Referring expression data
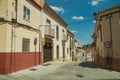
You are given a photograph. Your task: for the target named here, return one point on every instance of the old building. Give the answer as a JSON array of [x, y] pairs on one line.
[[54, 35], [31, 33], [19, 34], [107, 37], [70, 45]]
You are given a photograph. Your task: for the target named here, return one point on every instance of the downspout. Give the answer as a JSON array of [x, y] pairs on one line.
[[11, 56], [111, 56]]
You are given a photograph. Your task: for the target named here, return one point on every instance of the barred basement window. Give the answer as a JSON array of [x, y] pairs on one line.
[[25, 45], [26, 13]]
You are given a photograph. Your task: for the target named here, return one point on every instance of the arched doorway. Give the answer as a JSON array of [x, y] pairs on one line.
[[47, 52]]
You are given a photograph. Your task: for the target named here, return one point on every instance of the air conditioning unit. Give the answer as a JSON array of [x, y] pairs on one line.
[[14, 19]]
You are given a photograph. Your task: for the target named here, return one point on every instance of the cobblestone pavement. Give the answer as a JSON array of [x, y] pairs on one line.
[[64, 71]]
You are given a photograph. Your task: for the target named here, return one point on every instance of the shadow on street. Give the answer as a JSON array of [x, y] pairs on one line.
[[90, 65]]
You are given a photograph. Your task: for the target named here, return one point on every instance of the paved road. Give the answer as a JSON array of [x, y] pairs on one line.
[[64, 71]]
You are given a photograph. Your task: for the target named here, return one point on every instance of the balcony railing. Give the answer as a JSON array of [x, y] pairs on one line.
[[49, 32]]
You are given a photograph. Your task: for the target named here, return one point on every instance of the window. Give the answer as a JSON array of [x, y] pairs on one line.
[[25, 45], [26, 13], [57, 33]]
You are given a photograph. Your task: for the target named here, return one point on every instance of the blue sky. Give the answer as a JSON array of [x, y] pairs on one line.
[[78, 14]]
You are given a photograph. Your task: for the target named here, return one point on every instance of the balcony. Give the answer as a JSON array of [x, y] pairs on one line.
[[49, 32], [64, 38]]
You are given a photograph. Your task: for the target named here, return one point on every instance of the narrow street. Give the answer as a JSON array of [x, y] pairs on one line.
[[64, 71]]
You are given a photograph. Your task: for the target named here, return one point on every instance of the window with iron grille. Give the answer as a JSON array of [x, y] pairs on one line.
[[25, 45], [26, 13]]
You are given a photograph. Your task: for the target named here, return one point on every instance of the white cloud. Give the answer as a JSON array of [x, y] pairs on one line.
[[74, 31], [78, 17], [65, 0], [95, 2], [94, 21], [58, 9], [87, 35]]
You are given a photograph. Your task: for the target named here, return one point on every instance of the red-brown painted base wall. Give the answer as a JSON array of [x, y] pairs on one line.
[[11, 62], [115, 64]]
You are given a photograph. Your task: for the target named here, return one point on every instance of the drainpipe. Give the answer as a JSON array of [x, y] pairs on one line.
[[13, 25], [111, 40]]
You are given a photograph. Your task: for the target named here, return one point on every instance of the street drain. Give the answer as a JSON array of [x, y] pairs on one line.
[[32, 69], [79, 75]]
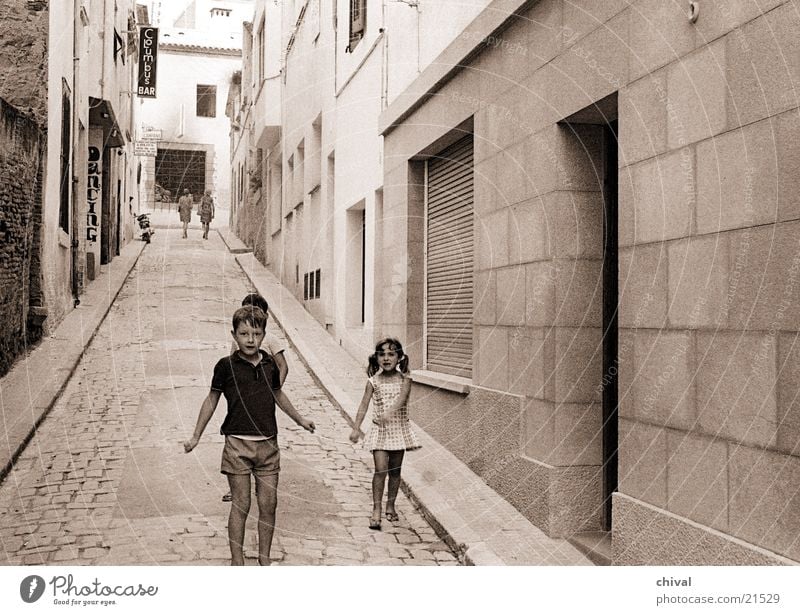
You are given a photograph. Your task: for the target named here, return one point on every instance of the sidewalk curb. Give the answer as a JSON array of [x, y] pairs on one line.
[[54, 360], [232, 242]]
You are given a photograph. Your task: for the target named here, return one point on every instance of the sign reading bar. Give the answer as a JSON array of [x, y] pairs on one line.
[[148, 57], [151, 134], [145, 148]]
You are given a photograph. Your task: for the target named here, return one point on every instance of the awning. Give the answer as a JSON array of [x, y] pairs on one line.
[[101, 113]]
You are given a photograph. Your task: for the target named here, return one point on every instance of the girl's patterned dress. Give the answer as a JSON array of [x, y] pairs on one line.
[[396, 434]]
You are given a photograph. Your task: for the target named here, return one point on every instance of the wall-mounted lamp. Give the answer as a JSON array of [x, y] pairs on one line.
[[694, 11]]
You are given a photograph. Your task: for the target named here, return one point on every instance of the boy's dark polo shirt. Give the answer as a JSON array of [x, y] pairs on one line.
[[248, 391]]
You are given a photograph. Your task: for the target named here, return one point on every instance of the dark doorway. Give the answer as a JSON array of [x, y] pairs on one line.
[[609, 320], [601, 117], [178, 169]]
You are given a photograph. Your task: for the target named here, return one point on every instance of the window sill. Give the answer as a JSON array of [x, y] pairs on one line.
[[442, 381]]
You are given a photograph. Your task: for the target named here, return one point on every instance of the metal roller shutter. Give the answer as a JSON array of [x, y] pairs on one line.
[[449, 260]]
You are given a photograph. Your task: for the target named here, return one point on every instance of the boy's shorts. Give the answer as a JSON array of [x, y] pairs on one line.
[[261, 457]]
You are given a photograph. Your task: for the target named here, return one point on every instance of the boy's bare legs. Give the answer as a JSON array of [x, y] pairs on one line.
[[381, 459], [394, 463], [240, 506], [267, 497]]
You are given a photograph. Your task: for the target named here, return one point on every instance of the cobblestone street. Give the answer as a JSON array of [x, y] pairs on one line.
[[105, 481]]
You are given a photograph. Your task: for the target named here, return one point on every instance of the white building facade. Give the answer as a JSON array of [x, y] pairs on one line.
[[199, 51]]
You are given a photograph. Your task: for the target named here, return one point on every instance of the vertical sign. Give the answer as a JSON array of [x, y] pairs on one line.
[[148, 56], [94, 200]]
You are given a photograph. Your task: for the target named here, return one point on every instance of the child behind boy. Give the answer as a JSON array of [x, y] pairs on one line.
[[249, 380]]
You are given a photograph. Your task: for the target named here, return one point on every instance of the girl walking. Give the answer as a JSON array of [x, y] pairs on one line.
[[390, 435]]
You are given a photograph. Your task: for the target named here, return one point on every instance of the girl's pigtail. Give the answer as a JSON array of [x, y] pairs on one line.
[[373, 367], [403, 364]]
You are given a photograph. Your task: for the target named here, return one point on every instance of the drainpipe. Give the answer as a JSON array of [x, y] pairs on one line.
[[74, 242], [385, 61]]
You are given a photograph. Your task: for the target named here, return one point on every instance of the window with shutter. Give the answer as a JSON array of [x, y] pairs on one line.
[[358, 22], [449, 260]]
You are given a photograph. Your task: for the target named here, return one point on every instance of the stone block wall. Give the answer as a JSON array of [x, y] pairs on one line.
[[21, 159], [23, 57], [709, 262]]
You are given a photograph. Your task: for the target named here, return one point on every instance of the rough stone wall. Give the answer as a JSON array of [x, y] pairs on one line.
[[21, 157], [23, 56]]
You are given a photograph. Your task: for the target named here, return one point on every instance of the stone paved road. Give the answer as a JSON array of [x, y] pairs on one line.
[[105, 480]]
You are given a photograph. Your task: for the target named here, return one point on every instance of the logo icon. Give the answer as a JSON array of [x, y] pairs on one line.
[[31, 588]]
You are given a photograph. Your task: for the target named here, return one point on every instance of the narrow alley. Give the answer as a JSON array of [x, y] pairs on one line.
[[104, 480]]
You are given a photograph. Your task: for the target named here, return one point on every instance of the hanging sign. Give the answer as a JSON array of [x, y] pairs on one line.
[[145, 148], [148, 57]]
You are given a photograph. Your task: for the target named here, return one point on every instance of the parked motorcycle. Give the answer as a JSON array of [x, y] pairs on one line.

# Task prompt
All entries above should be printed exactly, though without their pictures.

# Your solution
You are given a photograph. Your task: for the target named here, return one point on every instance of the old building. Give the answer as a JSON array of [x, y] pairs on one line.
[[54, 35], [31, 33], [19, 34], [107, 37], [70, 45]]
You are given a photograph. Your task: for the target named here, return one point on every instance of the downspout. Give the answer as a JSON array of [x, y] pairs on one line.
[[11, 56], [111, 56]]
You are given a photograph. Your task: for the target named here, return one point on every instance of the barred basement window. Give the answer as a JSON array of [x, y] pairs on one line.
[[25, 45], [26, 13]]
You are given a photograph. Your task: for the target named here, return one point on every instance of the arched doorway. Give the answer as a JSON array of [x, y] pairs on one line.
[[47, 52]]
You are given a photograph. Your task: for the target named here, return one point on every instance of the air conditioning unit. Give the answer as a JSON array of [x, y] pairs on one line.
[[14, 19]]
You are given a photograph. Your task: for the target named here, return one point on every instance of the cobblestone pavement. Give the answer as a JSON array of [x, y] pairs on one line.
[[64, 71]]
You are given a photograph. Your task: for the target named here, return one point on every instance of the shadow on street. Give the answer as a JSON array of [x, y] pairs on one line.
[[90, 65]]
You are given a photograph. Your task: for the target named here, return one point on every instance of the paved road. Give the answer as a JSON array of [x, y] pairs on one line.
[[64, 71]]
You are given a photograph. Your task: for the target named here, return one point on every instance of the balcony railing. Give the answer as a JSON array of [x, y] pairs on one line.
[[49, 32]]
You are given a photograph. Your task: for the target named here, return one point on every instance of the window. Give the answer as a JSON array of [x, y] pairs on one line.
[[25, 45], [26, 13], [57, 33]]
You are given a photograph. Your task: for the target named here, return one point on every instance of the blue sky. Give the answer as a JSON array of [x, y] pairs on one line.
[[78, 14]]
You are given a photograph. Your task: for the target named here, return one point on every instance of the balcony. Give the answer as a JSON array of [x, y] pairs on one line.
[[49, 32], [64, 38]]
You are given a photograph. Your task: for the target named here, return one point on every instance of the narrow street. Give the answer as a JSON array of [x, y] pairs on one line.
[[64, 71]]
You are given a photograph. Your task: for the target named here, return one point on every instance of the window with iron grille. Give the answer as a JSON array of [x, y] pairs on one line.
[[25, 45], [26, 13]]
You are given a photograph. Your task: for the target named here, return one point on every instance of the white cloud. Give the answer as a JSON array of [x, y] pairs on one line.
[[74, 31], [78, 17], [65, 0], [95, 2], [94, 21], [58, 9], [87, 35]]
You are given a photograph. Your task: for the target named here, return one point on every instance of the red-brown painted base wall. Give the answer as a JSON array of [x, y] pairs on one line.
[[11, 62], [115, 64]]
You are given a photograph. Your task: for the target named here, return one point on every instance of the drainpipe. Give the answer as a JSON array of [x, y] pairs on one line.
[[13, 25], [111, 40]]
You are given a photograph. Your task: for the target named here, return one point on every instance of the street drain. Give the answer as a JSON array of [x, y] pairs on one line.
[[32, 69], [79, 75]]
You are given a photograph. Your task: for the target named here, return one point on every instance of the sidewalk curb. Give the answer as a JSON array of [x, y] pairs on one line.
[[54, 360], [232, 242]]
You are given a photograph. Your task: for the target named here, return one point on every instance of the sign reading bar. Give the answer as a JSON array of [x, y] pairs on one line.
[[148, 57], [151, 134], [145, 148]]
You are given a photograph. Your task: for the target named here, return one point on every instance of the awning. Give the answer as a JSON array of [x, y] pairs on one line.
[[101, 113]]
You are given a photograph. Your task: for the target named here, return one point on every instance of the girl's patterned dress. Give the answer as a JSON array of [x, y] pairs on one line.
[[396, 434]]
You are given a photograph. Your task: for the target named here, return one point on every instance of the wall-mounted lamp. Give the answer as a JSON array of [x, y] pairs on one line.
[[694, 11]]
You are given a photograph. Your task: for the target named here, return one point on every instance of the boy's dark polo shirt. Give the answer as a JSON array of [x, y] pairs on one line.
[[248, 391]]
You are given a photograph. Your task: for the target named here, return one point on every instance of the dark doorway. Give the answer as a JSON array of [x, y] pairs on one line.
[[609, 320], [601, 117], [178, 169]]
You are given a photograph. Your task: for the target named here, return one point on every instance of the window sill. Give the answer as a JSON array of [x, y] pairs on one line.
[[442, 381]]
You are given a photograph. Your task: for the target named here, return one point on every instance of the metal roller shutter. Give the answer as a JSON array of [x, y] pairs on one line.
[[449, 260]]
You are given a photograph. Your task: for the target named here, return one point on every instance of the boy's shorts. Give the answer as a JSON array of [x, y] pairs on one line.
[[261, 457]]
You are given a photograph. Your task: for the target named here, return one point on every instance of the boy's bare legs. Give the answer as a JSON array of [x, y] pairs on one line.
[[381, 459], [394, 463], [240, 506], [267, 497]]
You are given a photograph. Your task: for the target named here, return one point on every instance of the cobblestone street. Give the answer as a JSON array of [x, y] pairs on one line.
[[105, 481]]
You are given a photograph. Your task: for the target named here, return one point on every instance of the white building facade. Give the answer as a JSON array of [x, y] pairs on one line.
[[199, 51]]
You are given a photograph. Your task: for the target named here, return one point on every instance of the vertical sign. Give the answer as a JSON array of [x, y] pairs on one line.
[[148, 56], [94, 200]]
You are given a photograph. Your task: for the target named here, return one point on every instance of the child behind boy. Give the answer as a JSON array of [x, y] pairs on one line.
[[249, 380]]
You are given a photograph. Your task: for the target named here, return one point on every instance of the girl walking. Give the answer as a JSON array of [x, y] pairs on one line.
[[390, 435]]
You are given a photograph. Your task: for the target named here, return one point on every instance of the girl's pigtail. Give the answer as a JSON array of [x, y] pairs on one line.
[[373, 367], [403, 364]]
You are given a photograph. Your task: for the target named here, return one point on every instance of the drainpipe. Give the answer as a JSON array of [x, y] pairs on one line.
[[74, 242], [385, 61]]
You are given a photograph. Your task: for the target named here, return one point on every instance of the window with shutter. Give the answer as a JSON array of [x, y] pairs on one line.
[[358, 22], [449, 260]]
You are given a photograph. Your task: for the target named here, return one point on every instance of the stone block wall. Give the answer as a JSON array of [x, y] pairs on one line.
[[21, 159], [23, 57], [709, 262]]
You are given a photograph. Your task: for the target named here, return one point on every instance of the rough stone wall. Give the answer as a JSON array of [x, y] pairs on one line.
[[21, 157], [23, 56]]
You are given a photograph. Your task: for the target named here, return one point on every instance of the stone paved road. Give the answer as a JSON array of [x, y] pairs on one line.
[[105, 480]]
You are given a photograph. Your task: for the target named here, return one point on every instance of the logo icon. Give the answer as a JSON array of [x, y] pairs on one line.
[[31, 588]]
You are given a photograph. Your task: for the target named here, return one point on every instance of the narrow alley. Give the answer as a JSON array of [x, y] pairs on one line.
[[104, 480]]
You are given a photograph. Your task: for the target named here, return one point on every instance of the hanging sign. Give the answer as a JSON array of [x, y] pairs on one line.
[[145, 148], [148, 57]]
You are given a photograph. Your task: for the target named here, return one point on every instance of the parked motorcycle. Give the answer as a JSON array of [x, y] pairs on one line.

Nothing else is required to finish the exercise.